Stored items:
⁂

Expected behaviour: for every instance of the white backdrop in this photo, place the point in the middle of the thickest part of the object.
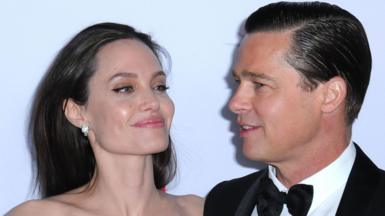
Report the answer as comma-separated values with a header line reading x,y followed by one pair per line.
x,y
200,36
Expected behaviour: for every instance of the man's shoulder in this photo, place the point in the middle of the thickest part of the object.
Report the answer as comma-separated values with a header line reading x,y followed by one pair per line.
x,y
225,197
237,184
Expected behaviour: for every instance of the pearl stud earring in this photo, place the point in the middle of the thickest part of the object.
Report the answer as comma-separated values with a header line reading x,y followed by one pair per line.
x,y
85,129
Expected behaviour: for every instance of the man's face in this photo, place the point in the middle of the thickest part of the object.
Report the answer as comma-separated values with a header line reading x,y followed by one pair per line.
x,y
278,118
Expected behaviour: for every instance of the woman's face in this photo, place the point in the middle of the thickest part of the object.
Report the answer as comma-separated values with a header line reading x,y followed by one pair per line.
x,y
128,110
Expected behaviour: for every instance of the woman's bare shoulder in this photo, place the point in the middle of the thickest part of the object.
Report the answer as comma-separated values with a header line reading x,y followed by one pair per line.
x,y
36,207
191,205
43,207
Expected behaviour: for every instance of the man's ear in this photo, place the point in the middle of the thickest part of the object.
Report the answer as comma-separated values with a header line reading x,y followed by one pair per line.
x,y
74,112
334,94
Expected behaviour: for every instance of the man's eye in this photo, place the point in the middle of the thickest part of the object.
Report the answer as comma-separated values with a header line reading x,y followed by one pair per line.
x,y
124,89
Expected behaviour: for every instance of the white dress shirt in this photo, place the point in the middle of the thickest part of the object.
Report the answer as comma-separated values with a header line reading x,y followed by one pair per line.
x,y
328,184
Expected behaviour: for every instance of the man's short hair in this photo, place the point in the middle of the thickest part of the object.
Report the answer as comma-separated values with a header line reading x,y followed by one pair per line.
x,y
328,41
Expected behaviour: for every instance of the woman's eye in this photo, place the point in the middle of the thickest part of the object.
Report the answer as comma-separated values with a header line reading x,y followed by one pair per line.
x,y
258,85
124,89
161,88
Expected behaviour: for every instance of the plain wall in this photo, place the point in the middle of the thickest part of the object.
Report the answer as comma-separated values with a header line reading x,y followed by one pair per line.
x,y
200,36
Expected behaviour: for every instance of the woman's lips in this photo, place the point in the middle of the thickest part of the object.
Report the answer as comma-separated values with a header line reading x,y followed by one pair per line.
x,y
150,123
245,129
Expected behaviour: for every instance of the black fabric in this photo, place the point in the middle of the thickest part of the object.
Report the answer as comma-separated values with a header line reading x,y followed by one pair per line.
x,y
364,193
270,200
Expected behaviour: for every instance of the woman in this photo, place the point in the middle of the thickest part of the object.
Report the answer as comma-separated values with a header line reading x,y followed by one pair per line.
x,y
100,126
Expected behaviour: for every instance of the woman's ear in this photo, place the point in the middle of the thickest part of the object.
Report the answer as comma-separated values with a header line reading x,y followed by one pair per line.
x,y
334,94
74,112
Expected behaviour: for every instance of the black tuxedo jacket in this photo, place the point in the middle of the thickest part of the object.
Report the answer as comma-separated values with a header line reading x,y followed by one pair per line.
x,y
364,193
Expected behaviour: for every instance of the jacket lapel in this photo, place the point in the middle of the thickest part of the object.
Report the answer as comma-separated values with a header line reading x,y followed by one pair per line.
x,y
360,187
247,203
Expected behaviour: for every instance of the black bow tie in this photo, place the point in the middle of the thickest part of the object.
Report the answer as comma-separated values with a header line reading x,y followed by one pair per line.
x,y
270,200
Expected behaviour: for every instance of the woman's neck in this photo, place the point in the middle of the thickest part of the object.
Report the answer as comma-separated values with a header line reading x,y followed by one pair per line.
x,y
124,184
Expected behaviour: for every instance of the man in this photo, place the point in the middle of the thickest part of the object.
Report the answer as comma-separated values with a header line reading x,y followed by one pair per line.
x,y
303,70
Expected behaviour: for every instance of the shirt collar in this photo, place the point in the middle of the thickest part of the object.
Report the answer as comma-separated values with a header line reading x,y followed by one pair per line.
x,y
326,181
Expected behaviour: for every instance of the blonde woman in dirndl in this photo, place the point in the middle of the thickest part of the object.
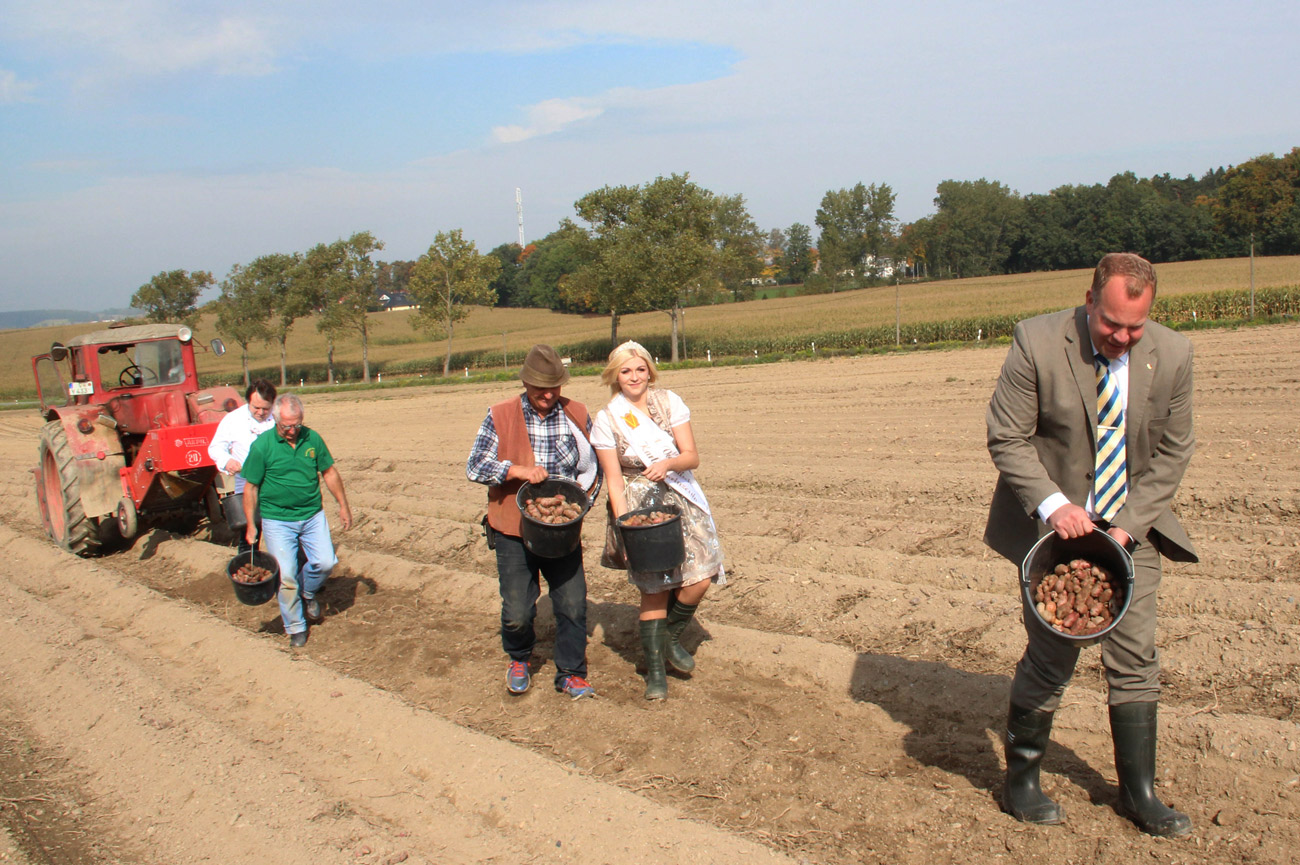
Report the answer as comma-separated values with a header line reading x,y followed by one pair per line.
x,y
646,450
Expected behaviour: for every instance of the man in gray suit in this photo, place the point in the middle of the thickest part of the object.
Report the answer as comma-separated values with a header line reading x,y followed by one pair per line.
x,y
1043,435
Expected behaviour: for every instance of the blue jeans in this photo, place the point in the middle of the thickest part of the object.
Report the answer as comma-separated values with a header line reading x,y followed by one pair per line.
x,y
520,587
282,540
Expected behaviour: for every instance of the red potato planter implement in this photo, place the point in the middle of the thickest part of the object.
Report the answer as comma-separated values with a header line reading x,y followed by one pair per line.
x,y
126,435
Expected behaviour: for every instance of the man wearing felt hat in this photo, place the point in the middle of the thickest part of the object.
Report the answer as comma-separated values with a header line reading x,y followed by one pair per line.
x,y
528,439
1091,429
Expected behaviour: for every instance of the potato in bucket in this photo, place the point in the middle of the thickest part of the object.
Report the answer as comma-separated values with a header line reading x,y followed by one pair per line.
x,y
1077,588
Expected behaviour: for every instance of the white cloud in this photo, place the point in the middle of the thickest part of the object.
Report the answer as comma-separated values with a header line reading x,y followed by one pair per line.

⁂

[Task brief]: The records above are to be reproduced exactly; the pictures are to be left out.

[Solution for this exercise]:
Expected behaviour: for every instance of the white backdrop in this photo, place the point in the middle of the thickest part of the object.
Report the answer as comma-separated values with a header line reading x,y followed by one pair per line.
x,y
200,36
Expected behaviour: for every instance of the man's shoulder in this photo, place the point in the middle of the thickest part of the object.
Report the answer as comma-separated values with a header line reading x,y followed by one pair per line.
x,y
225,197
237,184
Expected behaviour: for every instance of the pearl stud earring in this photo, place the point in the middle of the thickest part of the object.
Report the answer as comma-separated values with a header line reading x,y followed by one pair per line.
x,y
85,129
Expected behaviour: for every instance of the man's face in this photo, place the point in the middle of the thickest part of the object.
Report the answer as comma-separated values with a header line reading x,y followed by one pair per line.
x,y
278,118
Expected behaviour: for every instance of the woman's face in this photo, place the point in the middle of the thickest part of the object.
Report the answer as comma-separated values with a header line reading x,y followed by one pair per line.
x,y
128,110
Expected behaviour: for every instance of the woman's bare shoulder in this photo, place the point in the middle of the thickest part of the object.
Report the answer as comma-separated values with a header line reading x,y followed by one pair per line.
x,y
36,207
191,205
43,207
Expected behaviour: for every instance of the man's ear in this photo, place the point in the middle of the thickest part of the object.
Report the answer as comma-separated values with a header line reading x,y followed by one pair per line.
x,y
74,112
334,94
Expected behaviour: for every instance of the man's eye in this photo, place the point in the middle of the thickest part of the object.
Report the answer as comma-separated values with a header line reading x,y followed by one pair per line.
x,y
124,89
Expected behaviour: for every instance of the white dress shirt in this photo, place the point in the middle of the thickest part of the object.
Report the answer as comma-separated values with a header line reading x,y followed by one pair per line.
x,y
328,184
Expected behaviour: for every instance of the man's short hair in this photo, place the point in the middle of the thickest part of the object.
Report the answer as comma-separated values with a header line reading x,y followed by one pair per line.
x,y
328,41
Expected behaviour: for every instance of the woman's eye in this photo, place the point in the middle of the thickest part of the object.
Report the answer as comma-separated values with a header line reading x,y followed by one pair per line.
x,y
258,85
124,89
161,88
Expected behaviour: for every instance of the plain wall in this photo, place the point in the middle of the thickest part of the object.
Report the answer as comma-separated values with a header line reading x,y followed by one pair per line.
x,y
200,36
Expected behaviour: for every instance of the woman's lips in this photo, place the point in the middle of the thickest part of the object.
Report the answer as comma-separated values with a header line reading x,y followed by one pair per line.
x,y
150,123
245,129
Expected behaviour: for every instance of the black fabric in this photo, place the point in the middle of the thickest part of the object.
Report the answer as comma-separated values with a header line reading x,y followed by one pair per line.
x,y
364,193
270,200
Expected behaviour: for every instance of the woman in this photo, place the point in the middle of the thickest part of the object.
Report the answer as comma-separated values with a header line reading x,y followed by one pair per line.
x,y
100,126
Expected behaviour: for every instance of the woman's ear in this photo, place the point in the middle of the thickest part of the object.
Report the answer as comma-separated values with a header line reading x,y followed by one pair per line.
x,y
334,94
74,112
Expected behaviour: for every instance of the black tuxedo jacket in this photo, place the point in the middle of the thickest part of the object.
Report the answer as comma-separated values with a header line reading x,y followed by one pair per line.
x,y
364,193
Expected behaviour: for every instance of the jacket lapel in this photo, place the point in the middle of the thickest part of the object.
Report the answer as comma-separated values with a header line reading x,y followed by one pair per line.
x,y
360,187
247,203
Expected behaviour: for every instance of the black bow tie in this photo, place the point in the middle of the thickest part of the object.
Report the answer as comma-separated values with a header line reading x,y followed by one pair per line.
x,y
270,200
Expected behaviour: for every instance of the woman's neck in this photo, place the point in the middle of the thickest part of the object.
Report the answer as comma-separated values with a header line reading x,y followed by one pair per line.
x,y
124,184
Expected behaviour: for every instance of the man in this photo, place the point in the middle of the thickest part of the object.
Report the answer as comma-separated values with a header line reading x,y followed by one pair per line.
x,y
303,70
Expected behaviour: for every instance of the shirt collar in this photo, place the point in the middle of the thickest part of the object.
Report the answer as comma-separated values with a header line reading x,y followed by one pair per line.
x,y
326,181
Expected behaviour: for every instance of the blonde woman in dirndl in this photo, place the point in the middle of the thickest part of the object.
Report the answer as comma-separated values with a header line reading x,y followed by one pair per line.
x,y
646,450
Expected behaviour: for every instance of the man in gray suit in this photo, place the point in the middle of the thickest part of the object.
Report the answer as comma-separated values with a header line reading x,y followed by one pair per line.
x,y
1043,435
Expected behaviour: for every instance of the blue jeans in this photo, place the point in the middle of the thickest part of the object.
Report the answer as comma-separated values with a header line reading x,y followed by one pair per line.
x,y
520,587
282,540
Expected behaviour: for every instance of the red potato planter implement in this photo, place the point in the middle of the thickest part of the object.
Report the answer as comma-separated values with a header line reading x,y followed by one pair per line.
x,y
126,435
Expected behaviour: for every instance of the man wearing felt hat in this photo, place the point in the middle of the thickest part of the object.
Report the answer as comma-separated values with a header line reading x,y followed by one pair per line.
x,y
528,439
1091,429
Expected behaviour: for every instance of the potato in bucket in this photo, place the point in the middle of the thickest part of the object.
Report the answer as comma-separated values with a header line reading x,y followed by one pair per line.
x,y
1077,588
Expected behaviour: for every instance of the white cloud in this photo, place the point in the middle of the thickest part of the object.
Report the answer as comma-separated values with a header line reading x,y followed by one pair per line.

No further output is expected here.